[ASSIGNMENT] Go through the following data and transcribe exactly the stretch of lines from the one holding "Target: sky" to the one holding "Practice. Spot the gold fabric", both included.

[INPUT]
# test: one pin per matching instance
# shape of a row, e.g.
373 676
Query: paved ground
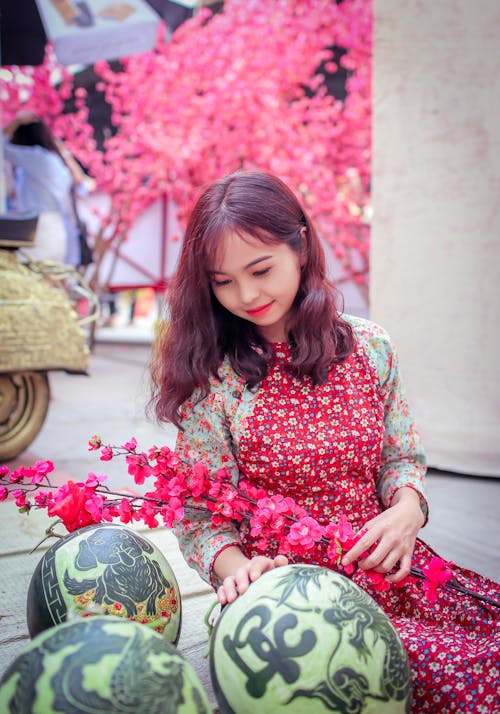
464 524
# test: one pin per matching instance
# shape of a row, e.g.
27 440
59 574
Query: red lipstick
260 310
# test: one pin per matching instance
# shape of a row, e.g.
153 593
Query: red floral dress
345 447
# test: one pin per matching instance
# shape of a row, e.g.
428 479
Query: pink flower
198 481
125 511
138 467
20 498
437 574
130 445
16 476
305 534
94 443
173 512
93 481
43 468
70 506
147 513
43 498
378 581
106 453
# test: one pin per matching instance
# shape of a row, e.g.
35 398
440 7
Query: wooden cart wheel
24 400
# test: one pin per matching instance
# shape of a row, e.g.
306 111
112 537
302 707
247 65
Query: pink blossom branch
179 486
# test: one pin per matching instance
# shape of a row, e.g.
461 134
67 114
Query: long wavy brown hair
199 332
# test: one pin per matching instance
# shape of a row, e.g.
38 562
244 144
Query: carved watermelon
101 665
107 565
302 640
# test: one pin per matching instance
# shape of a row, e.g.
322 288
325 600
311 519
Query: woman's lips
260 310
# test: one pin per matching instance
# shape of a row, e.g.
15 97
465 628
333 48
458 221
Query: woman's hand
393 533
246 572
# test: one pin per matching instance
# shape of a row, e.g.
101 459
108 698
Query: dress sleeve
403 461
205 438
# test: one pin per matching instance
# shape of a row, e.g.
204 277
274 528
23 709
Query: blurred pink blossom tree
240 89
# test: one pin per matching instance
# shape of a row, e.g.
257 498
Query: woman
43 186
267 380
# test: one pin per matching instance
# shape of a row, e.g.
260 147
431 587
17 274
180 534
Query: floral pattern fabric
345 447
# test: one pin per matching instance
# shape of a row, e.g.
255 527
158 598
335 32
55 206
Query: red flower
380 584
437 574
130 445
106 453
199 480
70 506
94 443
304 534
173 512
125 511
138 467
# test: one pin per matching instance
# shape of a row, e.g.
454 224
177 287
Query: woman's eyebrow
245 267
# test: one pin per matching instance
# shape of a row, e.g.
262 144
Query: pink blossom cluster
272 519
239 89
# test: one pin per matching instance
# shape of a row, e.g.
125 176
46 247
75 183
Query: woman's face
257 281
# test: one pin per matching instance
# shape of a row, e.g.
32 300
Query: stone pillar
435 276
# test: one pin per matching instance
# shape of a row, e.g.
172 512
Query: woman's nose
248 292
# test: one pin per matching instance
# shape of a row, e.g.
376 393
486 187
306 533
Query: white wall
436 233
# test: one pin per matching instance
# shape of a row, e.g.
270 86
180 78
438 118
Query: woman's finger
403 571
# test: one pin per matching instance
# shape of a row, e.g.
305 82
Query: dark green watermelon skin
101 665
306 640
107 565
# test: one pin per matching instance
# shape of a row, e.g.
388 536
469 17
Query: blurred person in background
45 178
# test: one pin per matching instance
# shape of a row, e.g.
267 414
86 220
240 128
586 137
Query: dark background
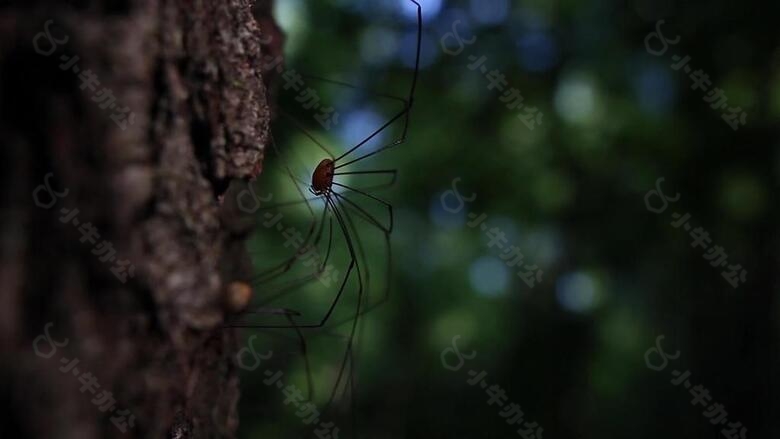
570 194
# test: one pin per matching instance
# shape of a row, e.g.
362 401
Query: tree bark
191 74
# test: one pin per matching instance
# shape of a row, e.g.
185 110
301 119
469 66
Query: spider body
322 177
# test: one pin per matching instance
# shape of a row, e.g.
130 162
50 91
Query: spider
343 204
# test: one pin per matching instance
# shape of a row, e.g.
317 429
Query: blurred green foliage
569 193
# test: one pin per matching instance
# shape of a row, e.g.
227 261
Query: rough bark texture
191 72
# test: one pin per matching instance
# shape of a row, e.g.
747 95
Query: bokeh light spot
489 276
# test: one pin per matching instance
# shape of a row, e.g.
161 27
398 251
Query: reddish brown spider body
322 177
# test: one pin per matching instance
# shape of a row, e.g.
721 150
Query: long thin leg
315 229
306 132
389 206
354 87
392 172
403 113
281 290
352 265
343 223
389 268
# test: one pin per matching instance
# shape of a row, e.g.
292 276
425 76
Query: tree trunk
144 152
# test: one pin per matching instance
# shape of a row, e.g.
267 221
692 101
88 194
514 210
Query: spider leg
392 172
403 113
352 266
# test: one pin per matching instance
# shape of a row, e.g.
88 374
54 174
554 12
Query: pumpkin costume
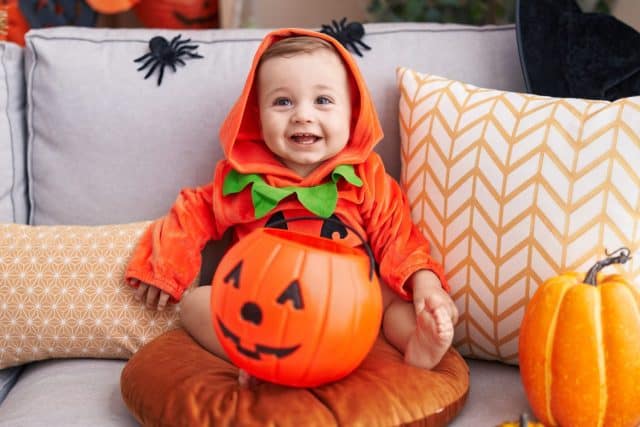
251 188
...
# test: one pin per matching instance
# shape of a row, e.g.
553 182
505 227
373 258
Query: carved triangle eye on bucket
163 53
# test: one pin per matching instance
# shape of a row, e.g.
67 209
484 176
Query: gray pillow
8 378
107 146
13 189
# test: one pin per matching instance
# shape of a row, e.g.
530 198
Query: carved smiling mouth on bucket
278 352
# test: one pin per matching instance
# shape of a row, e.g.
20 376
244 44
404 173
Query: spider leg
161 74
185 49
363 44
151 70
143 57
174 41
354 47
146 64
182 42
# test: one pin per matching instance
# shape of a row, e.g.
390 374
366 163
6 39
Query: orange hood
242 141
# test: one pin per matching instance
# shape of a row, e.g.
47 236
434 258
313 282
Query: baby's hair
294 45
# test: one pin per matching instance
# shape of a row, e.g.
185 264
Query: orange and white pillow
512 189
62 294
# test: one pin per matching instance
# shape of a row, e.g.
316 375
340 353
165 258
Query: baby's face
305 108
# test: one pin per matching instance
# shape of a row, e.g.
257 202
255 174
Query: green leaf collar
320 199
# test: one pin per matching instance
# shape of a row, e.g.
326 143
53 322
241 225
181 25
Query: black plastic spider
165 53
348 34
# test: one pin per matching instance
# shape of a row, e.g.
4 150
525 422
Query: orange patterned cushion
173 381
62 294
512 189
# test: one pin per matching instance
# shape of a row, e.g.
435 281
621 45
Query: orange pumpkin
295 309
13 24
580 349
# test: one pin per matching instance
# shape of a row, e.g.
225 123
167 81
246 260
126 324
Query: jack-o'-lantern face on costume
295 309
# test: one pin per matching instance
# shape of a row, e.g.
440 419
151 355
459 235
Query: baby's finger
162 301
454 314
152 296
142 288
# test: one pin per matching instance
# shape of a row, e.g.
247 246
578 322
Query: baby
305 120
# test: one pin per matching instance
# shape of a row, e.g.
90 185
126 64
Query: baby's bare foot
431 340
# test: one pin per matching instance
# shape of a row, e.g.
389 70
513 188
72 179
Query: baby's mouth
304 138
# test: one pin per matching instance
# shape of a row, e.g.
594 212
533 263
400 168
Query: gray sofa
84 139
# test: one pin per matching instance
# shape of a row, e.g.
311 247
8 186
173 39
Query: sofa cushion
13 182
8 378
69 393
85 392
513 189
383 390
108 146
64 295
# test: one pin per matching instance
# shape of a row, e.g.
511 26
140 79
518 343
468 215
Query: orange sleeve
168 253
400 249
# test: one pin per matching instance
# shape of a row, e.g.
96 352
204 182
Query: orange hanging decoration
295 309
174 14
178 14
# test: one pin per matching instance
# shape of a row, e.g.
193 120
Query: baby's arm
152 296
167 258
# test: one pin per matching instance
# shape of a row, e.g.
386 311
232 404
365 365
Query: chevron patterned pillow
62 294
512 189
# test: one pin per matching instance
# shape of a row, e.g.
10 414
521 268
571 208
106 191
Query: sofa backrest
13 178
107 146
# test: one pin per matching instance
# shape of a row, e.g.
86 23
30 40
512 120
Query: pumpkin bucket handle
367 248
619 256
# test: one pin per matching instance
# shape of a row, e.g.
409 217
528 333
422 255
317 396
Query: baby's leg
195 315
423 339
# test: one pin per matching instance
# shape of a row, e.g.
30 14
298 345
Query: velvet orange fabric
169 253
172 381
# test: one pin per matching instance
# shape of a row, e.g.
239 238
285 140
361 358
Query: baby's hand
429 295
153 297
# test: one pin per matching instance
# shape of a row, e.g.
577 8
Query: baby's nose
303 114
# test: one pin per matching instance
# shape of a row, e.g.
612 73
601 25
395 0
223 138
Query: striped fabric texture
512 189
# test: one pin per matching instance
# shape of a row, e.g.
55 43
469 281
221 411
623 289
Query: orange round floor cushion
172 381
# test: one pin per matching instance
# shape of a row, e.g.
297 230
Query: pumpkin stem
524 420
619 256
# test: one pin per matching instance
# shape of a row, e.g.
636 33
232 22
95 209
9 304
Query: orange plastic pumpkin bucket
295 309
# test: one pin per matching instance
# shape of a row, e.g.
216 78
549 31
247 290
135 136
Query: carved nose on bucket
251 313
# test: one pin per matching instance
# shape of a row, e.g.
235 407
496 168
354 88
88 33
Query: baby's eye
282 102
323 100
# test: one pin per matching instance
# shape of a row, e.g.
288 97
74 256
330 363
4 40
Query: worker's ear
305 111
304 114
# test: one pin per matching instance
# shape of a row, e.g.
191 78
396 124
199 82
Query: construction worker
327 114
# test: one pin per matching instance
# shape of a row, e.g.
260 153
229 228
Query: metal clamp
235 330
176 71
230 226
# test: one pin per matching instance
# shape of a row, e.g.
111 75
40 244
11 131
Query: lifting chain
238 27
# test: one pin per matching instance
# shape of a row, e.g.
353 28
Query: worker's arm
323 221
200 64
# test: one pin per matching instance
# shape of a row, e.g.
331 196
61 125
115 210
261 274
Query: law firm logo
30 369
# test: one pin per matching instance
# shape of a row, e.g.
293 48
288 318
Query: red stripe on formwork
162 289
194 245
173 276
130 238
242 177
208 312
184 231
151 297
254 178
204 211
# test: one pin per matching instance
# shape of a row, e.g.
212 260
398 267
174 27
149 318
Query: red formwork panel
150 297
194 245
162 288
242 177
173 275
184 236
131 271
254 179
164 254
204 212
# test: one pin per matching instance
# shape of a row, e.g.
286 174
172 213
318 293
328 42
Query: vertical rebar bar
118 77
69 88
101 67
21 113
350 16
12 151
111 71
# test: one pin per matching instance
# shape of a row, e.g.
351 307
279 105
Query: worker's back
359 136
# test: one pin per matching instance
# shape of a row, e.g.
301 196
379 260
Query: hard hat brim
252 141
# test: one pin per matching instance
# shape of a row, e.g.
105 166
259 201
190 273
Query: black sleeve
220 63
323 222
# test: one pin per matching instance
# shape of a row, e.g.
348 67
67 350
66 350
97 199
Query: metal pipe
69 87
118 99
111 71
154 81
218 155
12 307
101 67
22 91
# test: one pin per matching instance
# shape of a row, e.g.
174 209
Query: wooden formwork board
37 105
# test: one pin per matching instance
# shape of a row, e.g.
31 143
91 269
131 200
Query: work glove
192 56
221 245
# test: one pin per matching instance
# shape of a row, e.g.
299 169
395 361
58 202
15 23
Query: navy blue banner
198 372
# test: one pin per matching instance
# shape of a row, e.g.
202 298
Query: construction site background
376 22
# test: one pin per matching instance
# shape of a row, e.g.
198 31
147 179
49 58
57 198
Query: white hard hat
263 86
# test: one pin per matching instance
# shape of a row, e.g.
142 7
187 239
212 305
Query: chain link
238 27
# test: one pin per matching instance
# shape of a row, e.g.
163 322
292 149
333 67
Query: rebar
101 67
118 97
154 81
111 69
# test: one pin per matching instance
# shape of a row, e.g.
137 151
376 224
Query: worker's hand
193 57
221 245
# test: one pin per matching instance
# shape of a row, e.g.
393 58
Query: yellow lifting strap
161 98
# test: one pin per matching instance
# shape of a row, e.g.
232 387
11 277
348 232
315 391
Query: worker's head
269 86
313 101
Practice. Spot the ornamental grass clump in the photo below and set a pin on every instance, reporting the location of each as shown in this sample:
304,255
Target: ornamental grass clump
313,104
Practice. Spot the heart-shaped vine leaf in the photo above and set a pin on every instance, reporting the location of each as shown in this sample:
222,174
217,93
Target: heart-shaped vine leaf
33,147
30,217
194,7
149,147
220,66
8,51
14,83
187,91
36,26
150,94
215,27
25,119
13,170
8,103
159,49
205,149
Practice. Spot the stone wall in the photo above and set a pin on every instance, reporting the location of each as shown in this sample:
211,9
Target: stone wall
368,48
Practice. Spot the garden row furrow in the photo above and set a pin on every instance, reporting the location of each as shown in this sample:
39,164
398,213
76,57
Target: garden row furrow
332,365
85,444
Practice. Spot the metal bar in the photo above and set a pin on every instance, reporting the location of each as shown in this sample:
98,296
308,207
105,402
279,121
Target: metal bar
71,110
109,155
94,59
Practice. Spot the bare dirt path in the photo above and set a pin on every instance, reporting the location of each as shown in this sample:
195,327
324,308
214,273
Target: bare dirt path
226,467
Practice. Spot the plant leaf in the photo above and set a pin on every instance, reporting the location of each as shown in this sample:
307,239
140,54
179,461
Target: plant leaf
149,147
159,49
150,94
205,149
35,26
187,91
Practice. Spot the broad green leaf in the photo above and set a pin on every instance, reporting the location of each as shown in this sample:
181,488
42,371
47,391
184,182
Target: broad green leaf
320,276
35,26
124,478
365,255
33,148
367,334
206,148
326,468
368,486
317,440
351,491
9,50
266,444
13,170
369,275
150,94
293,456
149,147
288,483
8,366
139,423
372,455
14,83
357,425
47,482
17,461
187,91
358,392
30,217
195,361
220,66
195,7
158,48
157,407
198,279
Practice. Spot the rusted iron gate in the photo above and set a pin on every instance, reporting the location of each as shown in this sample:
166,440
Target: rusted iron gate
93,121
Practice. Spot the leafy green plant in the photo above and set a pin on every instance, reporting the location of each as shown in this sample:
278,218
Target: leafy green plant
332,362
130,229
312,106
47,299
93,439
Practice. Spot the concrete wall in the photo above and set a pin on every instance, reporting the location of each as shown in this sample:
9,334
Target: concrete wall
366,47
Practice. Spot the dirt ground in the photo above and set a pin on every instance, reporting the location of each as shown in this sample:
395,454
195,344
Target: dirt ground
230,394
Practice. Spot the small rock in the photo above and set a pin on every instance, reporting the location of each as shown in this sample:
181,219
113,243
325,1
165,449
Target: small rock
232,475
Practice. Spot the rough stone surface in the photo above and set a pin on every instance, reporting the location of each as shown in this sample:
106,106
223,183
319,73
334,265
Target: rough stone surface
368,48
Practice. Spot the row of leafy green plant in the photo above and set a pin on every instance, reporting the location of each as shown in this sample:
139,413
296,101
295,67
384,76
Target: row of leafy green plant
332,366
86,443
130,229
--
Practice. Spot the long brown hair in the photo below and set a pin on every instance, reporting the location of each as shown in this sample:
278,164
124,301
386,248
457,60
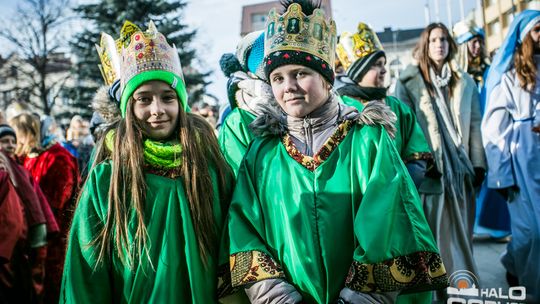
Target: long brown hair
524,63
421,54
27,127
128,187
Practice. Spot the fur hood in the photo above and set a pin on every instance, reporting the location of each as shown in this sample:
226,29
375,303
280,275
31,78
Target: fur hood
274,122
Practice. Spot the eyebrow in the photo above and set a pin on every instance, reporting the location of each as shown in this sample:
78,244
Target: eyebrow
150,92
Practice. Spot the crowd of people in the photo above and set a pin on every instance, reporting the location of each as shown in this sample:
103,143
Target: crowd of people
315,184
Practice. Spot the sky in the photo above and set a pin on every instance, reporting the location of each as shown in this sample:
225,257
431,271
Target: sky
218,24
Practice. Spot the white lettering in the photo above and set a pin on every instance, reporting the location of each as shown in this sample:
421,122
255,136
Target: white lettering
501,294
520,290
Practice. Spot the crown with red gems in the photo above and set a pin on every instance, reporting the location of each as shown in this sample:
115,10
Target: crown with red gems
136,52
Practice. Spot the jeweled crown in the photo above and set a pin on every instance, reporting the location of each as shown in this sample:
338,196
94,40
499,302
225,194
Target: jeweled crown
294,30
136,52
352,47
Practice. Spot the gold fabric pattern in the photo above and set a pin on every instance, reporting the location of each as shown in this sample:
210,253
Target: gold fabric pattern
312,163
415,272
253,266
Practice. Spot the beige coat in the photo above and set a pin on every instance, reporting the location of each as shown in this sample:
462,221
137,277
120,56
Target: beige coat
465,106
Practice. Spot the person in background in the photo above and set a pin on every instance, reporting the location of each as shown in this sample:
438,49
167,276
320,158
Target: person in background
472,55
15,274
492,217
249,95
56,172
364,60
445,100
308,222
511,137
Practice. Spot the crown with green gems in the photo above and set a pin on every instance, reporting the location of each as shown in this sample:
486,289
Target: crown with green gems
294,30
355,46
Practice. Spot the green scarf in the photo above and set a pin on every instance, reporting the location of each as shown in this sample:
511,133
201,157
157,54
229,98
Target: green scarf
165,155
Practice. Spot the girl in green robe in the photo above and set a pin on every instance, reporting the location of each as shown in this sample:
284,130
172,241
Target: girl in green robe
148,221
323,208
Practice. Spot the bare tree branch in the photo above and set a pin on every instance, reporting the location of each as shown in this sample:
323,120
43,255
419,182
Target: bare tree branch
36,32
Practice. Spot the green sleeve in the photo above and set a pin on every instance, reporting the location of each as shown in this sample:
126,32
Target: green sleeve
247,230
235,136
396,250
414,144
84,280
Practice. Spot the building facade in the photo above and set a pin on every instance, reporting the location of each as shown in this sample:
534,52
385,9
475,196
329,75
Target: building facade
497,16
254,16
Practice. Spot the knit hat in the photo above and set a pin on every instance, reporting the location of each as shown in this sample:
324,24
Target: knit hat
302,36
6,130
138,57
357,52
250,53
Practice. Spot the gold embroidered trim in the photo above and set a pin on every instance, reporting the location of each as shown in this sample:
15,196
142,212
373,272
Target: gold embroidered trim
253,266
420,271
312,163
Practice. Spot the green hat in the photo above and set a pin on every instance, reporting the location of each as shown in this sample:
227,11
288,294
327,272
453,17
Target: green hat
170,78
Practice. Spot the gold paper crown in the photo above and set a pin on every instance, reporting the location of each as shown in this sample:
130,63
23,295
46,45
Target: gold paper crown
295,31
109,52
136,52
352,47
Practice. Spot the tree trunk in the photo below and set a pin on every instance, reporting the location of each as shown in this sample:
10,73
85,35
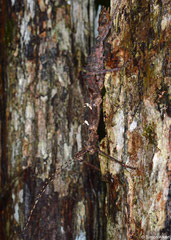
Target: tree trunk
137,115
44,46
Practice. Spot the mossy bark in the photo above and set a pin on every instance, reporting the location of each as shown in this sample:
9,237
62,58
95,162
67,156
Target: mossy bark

[SOLUTION FOR THIS EXERCISE]
Target: sky
218,24
Practice. Spot the white lettering in the photo above and set a pin on every instance, reporting the location of each as shown in this sample:
421,122
255,136
Target: white lettering
501,294
520,290
Practice. Spot the crown with red gems in the photo above and set a pin on every instance, reporting the location of each as shown in this sample:
115,10
Target: crown with red gems
136,52
Practice. Spot the jeweled crown in the photo above and set a pin on every instance, reporting the location of each as shown in this sample:
338,196
94,40
499,302
225,194
Target: jeweled crown
294,30
136,52
352,47
Practice. Spot the gold fabric pattern in the photo above and set a pin on every instance, reporting the location of each as shown in this sample:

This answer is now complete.